● **TASKS**:
1/ In the baseball forum discussion, rewrite the part that opens with "We have been" and closes with "to do it too.", putting "an average fan" wherever "Joe Schmo" appears.
2/ According to the baseball forum discussion, how many years after the franchise was created did Arizona win the World Series?
3/ Go on with the baseball forum discussion from its last sentence.

● **TEXT SECTION**:
▼

I don't care what other people think of our franchise. But I am tired of hearing them rag on us. There's an older Cardinals fan (I forget his name), but he comes to the ESPN discussion board seemingly every time I am there. And he just talks trash about our team, our state, etc. I am sick of hearing how great the Cardinals are.

 

 

We have been supporting this organization in a sport that unlike the NFL, is not playing on a level playing field in terms of money, FA desirability (although we have come a long way), and signings of international players. If we were on a more level playing field (Salary cap, international players in the draft), I'd be shotgun in your bus. We're not on that playing field yet. No small market team is and will be as long as the big markets have monopoly money to play with in terms of local TV money. Limited revenue sharing, the extra wildcard, and a few different draft rules are helping, but the sport still favors the money. Joe Schmo could run the Dodgers or Yankees and probably outperform most smaller markets because of the money difference yet today. Money could buy Joe Schmo better drafters and decision makers so he wouldn't have to do it too.

 

I agree with pretty much everything you have said. It isn't an even playing field. But teams that have been near the very bottom in salary cap have made it to the World Series. Expansion teams--all of them--have made it to the World Series in the last 15 years. Arizona won it four years after the franchise was created.

 

Love how you picked out two years when the WS winner had 20 million dollars or so more money than we did those years? Those were the best two you could get, huh? Nice. Thanks for proving my point more. Having David Cone in 92, a SS in 2011, Fielder/closer in 2012, and let's say another two big bats at 1B and SS this year would have given us way better odds to be playing in the playoffs and more. The Marlins won the Series five years after they were created. It took Tampa Bay 11 years to get there, but they did. It took Colorado 15 years. These upstarts accomplished something, just getting to the championship series. We haven't been there since 1982.

 

I picked out a few years where the payroll gap between one of the teams in the World Series and the Brewers wasn't the incredible chasm it's been made out to be. In 2010, for example, the World Series winning team, San Francisco, only had $16 million more in payroll. The loser, Texas, had $26 million less in payroll then we had. The point? Both these teams found a way to get to the World Series because they had both drafted some exceptional talent. Now, $16 million more in payroll could have made a huge difference, of course. Maybe we could have added another pitcher, or another hitter like you mentioned. Or, maybe we just could have spent the money we did have more wisely. Giving Jeff Suppan $12,750,000 wasn't the best idea. $7,500,000 to 42 year old Trevor Hoffman also was not wise. $20 million spent on two pitchers who would go a combined 2-9 with about a 6.00 ERA. 1/4 of our payroll went to those two guys.

▲

● **PROVIDED INFORMATION**:
▼

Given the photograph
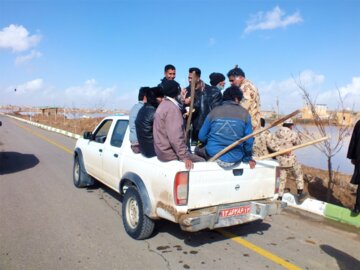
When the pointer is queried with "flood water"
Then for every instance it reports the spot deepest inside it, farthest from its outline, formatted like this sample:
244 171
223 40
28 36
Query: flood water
313 157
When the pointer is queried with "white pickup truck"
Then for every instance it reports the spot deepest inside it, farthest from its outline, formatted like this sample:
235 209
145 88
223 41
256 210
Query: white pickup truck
205 197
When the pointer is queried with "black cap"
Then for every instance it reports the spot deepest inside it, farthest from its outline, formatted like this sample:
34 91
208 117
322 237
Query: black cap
236 71
216 78
171 88
231 93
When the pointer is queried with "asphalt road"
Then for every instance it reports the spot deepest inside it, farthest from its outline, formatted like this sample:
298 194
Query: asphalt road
47 223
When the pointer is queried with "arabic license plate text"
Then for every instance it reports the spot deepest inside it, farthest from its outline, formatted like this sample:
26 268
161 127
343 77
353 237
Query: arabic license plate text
235 211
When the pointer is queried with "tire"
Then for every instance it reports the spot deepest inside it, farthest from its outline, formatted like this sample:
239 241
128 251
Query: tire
78 177
136 223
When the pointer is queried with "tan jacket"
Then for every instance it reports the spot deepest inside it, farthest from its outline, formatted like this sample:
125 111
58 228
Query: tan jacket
169 133
251 102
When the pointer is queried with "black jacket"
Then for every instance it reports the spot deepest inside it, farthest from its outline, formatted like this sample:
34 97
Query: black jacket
205 100
144 129
354 153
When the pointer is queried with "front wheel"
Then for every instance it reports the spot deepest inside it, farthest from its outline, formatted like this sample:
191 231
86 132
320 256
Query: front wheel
136 223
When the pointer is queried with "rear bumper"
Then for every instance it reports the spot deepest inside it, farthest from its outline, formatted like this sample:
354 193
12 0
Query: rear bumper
210 218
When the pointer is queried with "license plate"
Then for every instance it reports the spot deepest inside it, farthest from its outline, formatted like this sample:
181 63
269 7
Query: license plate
235 211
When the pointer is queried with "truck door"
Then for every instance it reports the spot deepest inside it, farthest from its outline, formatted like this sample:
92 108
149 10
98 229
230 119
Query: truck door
93 155
113 155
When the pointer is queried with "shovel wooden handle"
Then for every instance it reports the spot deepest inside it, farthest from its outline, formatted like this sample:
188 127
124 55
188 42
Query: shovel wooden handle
291 148
275 123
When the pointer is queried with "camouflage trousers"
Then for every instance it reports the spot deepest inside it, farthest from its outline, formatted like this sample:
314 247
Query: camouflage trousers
298 174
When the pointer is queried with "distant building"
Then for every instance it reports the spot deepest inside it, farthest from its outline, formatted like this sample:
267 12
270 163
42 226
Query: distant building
48 111
268 114
320 109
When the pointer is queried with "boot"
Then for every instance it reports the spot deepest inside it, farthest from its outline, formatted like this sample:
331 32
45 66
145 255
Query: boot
301 195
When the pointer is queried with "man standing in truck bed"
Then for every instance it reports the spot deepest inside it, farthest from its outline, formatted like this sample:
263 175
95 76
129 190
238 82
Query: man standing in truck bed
224 125
169 133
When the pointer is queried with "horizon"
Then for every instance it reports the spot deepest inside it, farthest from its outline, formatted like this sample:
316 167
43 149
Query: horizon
98 54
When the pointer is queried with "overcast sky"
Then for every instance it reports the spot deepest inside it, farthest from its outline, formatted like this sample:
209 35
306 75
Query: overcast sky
97 54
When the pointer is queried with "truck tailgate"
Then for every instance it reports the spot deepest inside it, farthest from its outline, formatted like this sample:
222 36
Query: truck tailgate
216 187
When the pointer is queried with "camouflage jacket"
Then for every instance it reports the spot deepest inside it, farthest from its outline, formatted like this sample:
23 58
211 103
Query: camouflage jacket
285 138
251 102
262 143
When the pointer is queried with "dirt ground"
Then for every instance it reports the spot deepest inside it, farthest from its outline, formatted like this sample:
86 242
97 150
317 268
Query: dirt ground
343 193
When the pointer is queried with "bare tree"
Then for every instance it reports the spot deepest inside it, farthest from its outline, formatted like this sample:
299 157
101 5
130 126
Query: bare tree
329 147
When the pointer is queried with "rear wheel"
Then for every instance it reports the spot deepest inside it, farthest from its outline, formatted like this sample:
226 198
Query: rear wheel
136 223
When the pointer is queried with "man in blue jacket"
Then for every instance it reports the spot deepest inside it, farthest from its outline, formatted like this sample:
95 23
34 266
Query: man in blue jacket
224 125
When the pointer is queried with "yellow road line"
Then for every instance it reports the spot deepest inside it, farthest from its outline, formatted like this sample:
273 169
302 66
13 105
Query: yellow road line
259 250
231 236
45 139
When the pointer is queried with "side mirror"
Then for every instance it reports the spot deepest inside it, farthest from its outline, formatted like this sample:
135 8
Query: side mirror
87 135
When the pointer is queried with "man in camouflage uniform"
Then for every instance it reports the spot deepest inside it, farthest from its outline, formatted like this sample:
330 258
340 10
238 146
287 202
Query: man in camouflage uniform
263 142
251 99
285 138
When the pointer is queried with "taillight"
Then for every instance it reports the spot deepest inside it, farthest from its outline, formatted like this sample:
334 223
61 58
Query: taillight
181 188
277 180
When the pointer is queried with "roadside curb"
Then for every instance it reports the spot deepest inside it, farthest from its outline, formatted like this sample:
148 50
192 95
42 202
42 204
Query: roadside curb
60 131
324 209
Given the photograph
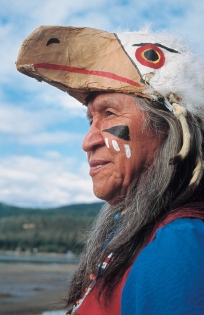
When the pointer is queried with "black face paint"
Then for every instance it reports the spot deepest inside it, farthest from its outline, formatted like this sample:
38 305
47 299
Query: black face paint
120 131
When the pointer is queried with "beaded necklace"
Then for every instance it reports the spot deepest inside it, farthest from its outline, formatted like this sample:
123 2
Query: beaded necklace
101 267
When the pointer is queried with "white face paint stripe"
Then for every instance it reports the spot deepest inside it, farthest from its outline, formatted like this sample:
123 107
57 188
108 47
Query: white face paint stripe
127 150
115 145
107 143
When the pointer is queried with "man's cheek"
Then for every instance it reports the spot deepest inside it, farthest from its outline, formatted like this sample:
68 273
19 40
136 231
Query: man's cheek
121 134
118 146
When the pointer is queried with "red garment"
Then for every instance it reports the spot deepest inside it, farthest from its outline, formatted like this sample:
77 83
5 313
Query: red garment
91 306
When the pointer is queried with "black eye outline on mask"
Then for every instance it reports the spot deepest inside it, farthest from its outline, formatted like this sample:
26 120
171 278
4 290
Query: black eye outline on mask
53 41
150 55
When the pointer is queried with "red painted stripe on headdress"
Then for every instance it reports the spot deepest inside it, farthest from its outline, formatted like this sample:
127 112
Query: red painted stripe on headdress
85 71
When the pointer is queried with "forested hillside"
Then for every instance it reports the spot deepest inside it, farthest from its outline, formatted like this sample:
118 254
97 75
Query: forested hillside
47 230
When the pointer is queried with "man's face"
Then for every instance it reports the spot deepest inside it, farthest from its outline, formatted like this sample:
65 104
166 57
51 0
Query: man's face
118 145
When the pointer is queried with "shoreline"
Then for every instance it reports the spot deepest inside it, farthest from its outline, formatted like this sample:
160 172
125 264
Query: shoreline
31 289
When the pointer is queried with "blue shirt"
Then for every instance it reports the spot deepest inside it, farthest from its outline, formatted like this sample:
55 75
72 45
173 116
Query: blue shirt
167 277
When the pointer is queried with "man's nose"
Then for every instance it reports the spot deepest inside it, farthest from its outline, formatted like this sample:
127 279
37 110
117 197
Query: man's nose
93 139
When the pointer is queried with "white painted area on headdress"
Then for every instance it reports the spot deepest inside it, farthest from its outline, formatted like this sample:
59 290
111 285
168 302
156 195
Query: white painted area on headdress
127 150
107 143
115 145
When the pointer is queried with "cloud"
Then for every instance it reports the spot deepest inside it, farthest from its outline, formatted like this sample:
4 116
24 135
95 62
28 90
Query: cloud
44 139
43 182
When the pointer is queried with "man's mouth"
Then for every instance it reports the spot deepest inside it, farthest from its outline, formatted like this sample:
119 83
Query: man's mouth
95 165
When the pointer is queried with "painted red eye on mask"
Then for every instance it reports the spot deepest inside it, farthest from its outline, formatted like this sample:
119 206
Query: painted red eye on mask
150 56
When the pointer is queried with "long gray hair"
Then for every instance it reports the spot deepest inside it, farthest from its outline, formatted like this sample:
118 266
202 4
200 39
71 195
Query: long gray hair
159 190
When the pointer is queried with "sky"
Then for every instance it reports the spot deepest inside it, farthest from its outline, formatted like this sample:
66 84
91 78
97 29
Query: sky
41 128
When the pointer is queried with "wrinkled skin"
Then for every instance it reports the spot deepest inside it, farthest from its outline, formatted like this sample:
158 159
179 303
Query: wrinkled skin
112 171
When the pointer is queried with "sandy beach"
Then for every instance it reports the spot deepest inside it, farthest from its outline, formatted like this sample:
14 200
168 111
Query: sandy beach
30 289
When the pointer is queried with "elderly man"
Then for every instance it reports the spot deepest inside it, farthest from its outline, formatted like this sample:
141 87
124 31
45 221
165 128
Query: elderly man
144 96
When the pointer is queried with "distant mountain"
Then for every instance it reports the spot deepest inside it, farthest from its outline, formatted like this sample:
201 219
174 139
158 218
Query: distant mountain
82 210
46 230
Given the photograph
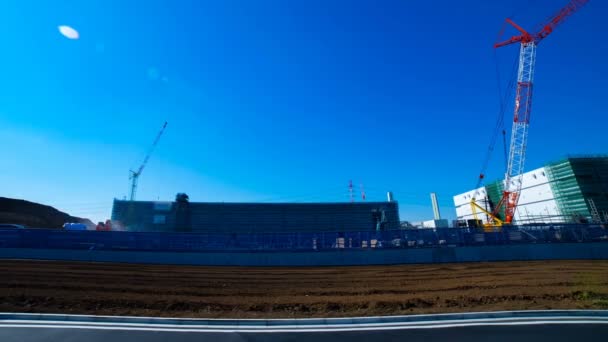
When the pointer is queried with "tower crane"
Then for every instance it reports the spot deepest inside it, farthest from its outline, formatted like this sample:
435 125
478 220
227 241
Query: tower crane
134 175
523 107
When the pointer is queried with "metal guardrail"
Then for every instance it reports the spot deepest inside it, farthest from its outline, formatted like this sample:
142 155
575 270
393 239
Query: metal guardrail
302 241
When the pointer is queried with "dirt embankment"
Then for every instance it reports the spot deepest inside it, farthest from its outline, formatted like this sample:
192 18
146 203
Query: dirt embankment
35 215
113 289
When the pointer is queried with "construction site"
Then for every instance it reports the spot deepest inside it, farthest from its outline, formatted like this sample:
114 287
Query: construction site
513 245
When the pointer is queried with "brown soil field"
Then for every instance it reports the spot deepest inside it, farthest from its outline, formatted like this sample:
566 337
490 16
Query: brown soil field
273 292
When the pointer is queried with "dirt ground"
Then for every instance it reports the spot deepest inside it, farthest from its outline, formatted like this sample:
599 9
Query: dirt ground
239 292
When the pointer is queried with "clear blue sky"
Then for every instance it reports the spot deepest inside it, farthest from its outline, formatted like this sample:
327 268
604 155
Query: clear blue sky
281 100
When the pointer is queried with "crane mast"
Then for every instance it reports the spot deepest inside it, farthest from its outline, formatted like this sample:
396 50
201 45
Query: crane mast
134 175
519 130
522 110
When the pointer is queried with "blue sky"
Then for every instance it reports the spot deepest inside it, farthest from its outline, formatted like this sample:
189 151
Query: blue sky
281 100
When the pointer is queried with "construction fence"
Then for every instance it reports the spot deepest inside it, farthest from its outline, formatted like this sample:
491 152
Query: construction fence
312 241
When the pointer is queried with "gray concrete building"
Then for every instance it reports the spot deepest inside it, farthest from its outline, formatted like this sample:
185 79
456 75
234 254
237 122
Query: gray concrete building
185 216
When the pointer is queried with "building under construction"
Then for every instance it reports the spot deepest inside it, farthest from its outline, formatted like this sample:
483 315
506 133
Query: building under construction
185 216
573 190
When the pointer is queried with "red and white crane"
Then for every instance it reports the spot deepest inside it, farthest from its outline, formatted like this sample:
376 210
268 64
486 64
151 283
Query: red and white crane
134 175
523 107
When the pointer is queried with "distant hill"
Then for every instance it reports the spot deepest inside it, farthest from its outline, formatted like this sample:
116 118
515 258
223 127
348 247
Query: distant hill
34 215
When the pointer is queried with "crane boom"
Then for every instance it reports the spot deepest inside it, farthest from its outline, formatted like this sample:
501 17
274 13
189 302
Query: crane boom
134 176
523 107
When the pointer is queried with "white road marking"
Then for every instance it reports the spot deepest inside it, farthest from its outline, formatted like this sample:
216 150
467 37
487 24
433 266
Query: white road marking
292 329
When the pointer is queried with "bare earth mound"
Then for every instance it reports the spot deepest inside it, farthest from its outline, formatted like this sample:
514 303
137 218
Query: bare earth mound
238 292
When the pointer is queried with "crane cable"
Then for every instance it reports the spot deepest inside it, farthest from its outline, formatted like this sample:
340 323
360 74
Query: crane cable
500 119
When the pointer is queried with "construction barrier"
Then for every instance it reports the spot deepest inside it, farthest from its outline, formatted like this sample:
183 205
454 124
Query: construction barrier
304 241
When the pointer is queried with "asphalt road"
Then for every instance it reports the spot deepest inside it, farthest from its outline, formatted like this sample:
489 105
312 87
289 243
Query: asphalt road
519 333
520 326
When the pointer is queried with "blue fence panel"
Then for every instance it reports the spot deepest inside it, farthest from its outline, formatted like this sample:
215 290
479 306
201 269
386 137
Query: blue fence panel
302 241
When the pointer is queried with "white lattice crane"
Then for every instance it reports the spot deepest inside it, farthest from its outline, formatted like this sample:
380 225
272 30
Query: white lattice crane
134 175
523 107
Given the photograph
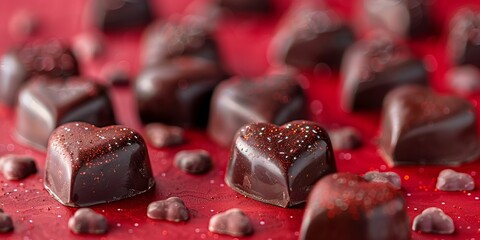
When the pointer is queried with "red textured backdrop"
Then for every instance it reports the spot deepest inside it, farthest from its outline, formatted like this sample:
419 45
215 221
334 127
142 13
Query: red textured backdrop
242 42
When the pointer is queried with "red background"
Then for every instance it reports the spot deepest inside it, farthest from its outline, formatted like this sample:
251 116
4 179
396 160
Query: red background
243 42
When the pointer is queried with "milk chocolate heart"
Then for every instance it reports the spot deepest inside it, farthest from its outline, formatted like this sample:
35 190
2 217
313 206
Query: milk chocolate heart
277 99
86 165
373 67
421 127
46 103
346 206
279 165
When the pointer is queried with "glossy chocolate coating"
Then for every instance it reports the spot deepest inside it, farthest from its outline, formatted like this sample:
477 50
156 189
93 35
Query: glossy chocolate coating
404 18
279 165
309 36
421 127
372 68
111 15
177 92
166 40
18 65
47 103
464 37
346 206
86 165
277 99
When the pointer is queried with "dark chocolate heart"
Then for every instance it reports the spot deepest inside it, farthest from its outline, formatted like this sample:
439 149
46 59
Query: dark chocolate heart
86 165
279 165
346 206
421 127
277 99
44 104
373 67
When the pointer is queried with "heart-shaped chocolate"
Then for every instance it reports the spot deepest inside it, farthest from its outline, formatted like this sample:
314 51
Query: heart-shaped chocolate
346 206
279 165
277 99
373 67
46 103
86 165
421 127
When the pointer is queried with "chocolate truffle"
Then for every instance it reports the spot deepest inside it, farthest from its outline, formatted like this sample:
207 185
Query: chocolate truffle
422 127
276 99
346 206
373 67
44 104
404 18
177 92
464 37
310 35
279 165
50 58
86 165
165 40
111 15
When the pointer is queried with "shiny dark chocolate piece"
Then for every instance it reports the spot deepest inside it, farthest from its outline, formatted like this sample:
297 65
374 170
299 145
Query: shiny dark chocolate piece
18 65
279 165
450 180
277 99
309 36
17 167
422 127
112 15
6 223
171 209
44 104
464 37
372 68
87 221
433 220
166 40
177 92
346 206
193 161
86 165
233 222
403 18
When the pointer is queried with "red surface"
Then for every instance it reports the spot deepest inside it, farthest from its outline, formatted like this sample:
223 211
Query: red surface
243 42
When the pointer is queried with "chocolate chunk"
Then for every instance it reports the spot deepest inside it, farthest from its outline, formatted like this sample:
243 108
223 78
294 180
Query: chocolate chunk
311 35
450 180
276 99
44 104
464 80
433 220
16 167
18 65
6 223
346 206
193 161
233 222
384 177
279 165
345 138
172 209
464 37
86 165
87 221
166 40
242 6
114 15
422 127
372 68
404 18
177 92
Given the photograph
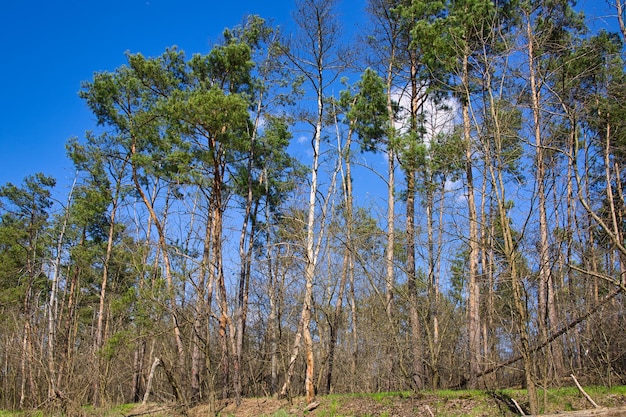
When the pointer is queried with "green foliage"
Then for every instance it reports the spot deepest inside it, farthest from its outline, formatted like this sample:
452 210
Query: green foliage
366 110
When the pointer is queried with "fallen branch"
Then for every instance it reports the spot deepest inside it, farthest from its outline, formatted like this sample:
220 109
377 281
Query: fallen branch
584 393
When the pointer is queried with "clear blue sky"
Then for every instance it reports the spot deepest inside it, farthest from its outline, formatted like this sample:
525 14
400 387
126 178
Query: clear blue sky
50 47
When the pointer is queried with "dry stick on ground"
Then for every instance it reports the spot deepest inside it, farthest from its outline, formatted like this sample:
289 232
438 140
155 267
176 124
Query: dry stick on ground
521 412
556 335
582 391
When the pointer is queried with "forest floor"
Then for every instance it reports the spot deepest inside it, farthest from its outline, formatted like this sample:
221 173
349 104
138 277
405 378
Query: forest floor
439 403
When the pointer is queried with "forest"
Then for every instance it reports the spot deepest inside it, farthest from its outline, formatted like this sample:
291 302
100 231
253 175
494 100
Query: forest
434 203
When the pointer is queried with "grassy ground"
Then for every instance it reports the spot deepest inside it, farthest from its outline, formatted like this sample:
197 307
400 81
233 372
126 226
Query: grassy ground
443 403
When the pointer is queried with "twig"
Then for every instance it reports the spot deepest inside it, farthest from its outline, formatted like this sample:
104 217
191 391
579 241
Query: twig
521 412
584 393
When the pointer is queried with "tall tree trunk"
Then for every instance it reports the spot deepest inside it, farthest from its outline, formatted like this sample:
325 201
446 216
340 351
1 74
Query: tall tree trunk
473 286
546 303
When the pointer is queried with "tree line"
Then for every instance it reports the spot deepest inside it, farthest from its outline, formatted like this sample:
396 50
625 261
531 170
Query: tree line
457 218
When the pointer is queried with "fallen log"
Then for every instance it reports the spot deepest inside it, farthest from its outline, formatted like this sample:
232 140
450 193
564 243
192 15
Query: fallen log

▲

● **RESULTS IN ORDER**:
1/
We have been supporting this organization in a sport that unlike the NFL, is not playing on a level playing field in terms of money, FA desirability (although we have come a long way), and signings of international players. If we were on a more level playing field (Salary cap, international players in the draft), I'd be shotgun in your bus. We're not on that playing field yet. No small market team is and will be as long as the big markets have monopoly money to play with in terms of local TV money. Limited revenue sharing, the extra wildcard, and a few different draft rules are helping, but the sport still favors the money. an average fan could run the Dodgers or Yankees and probably outperform most smaller markets because of the money difference yet today. Money could buy an average fan better drafters and decision makers so he wouldn't have to do it too.

2/ Four years.

3/
 

Of course, there are other years where the Yankees, or the Red Sox, who had the #1, or #2, or #3 highest payroll make it to and win the World Series. In fact, it's not close. Teams with more money will generally do better in Major League Baseball. But other teams have managed to get to the World Series at least once, or a couple times. The Florida Marlins, as bad as they were the rest of their years, still managed to make it to, and win two World Series. They didn't have the superstars. The two years they won, they had 92 and 91 wins. In 2003 they had Mike Lowell, Derrek Lee, and a very young Miguel Cabrera. Young Dontrelle Willis and Josh Beckett were the young pitchers, with Brad Penny and Carl Pavano.

 

How did they manage to get to the Series? They had no Prince Fielder or Ryan Braun. They didn't have any Cy Young winners on their roster for a half season.

 

What I am saying is that there are other teams besides the Yankees, Red Sox, and the other highest payroll teams making it to the World Series, and occasionally winning it. Yet while all these teams are getting there, and a lot of them winning it--we can't even get to the game.

 

Why? Why should we continue on with such complacency? After 32 years, don't you want to get back to the World Series? Of course you do. Do you realistically think we'll get there? Doug Melvin has been calling the shots for a Major League team for nearly 30 years. I live in Texas, and I watched him when he was the GM for the Rangers. I moved to Dallas in 1989. From 1994 to 2001, he was the Ranger GM. Look at the numbers I put up. He even managed to take the division four times. Yet he couldn't win a single playoff series.

 

Things are not going to get better if we give him more time. Doug Melvin has had an awfully long time at his job, in three places, and he has demonstrated he can't.....win. He can't win in the post season. He had a team with Juan Gonzalez, Rafael Palmeiro, Will Clark, Jose Canseco, Ivan Rodriguez, Dean Palmer and Rusty Greer in Texas.

 

I want Brewer fans to be honest with themselves. If we keep this group, we'll get more of the same. And every Brewer fan should ask themselves if they're ok with that. Doug Melvin has shown he does not know how to pull the strings.

 

I am still very confident in Mark A. and his ability to bring championship play to Milwaukee. Even if it is not this year, I support him, am thankful for his ownership, thankful what he has done for this organization in the last decade and eagerly want and wait for more playoff baseball and a championship in Milwaukee.

 

I agree with this, too. And Mark, as an owner who wants to bring a championship to Milwaukee, who I believe will bring a World Series title to Milwaukee, needs to see that this group trusted to operate his franchise is not capable of taking it to that next step. And that's ok. It's not an admission of failure.

 

The relationship hasn't been bad. But it hasn't been as good as we want it to be. So, now it's time to find some new people, and task them with taking this franchise to the next level.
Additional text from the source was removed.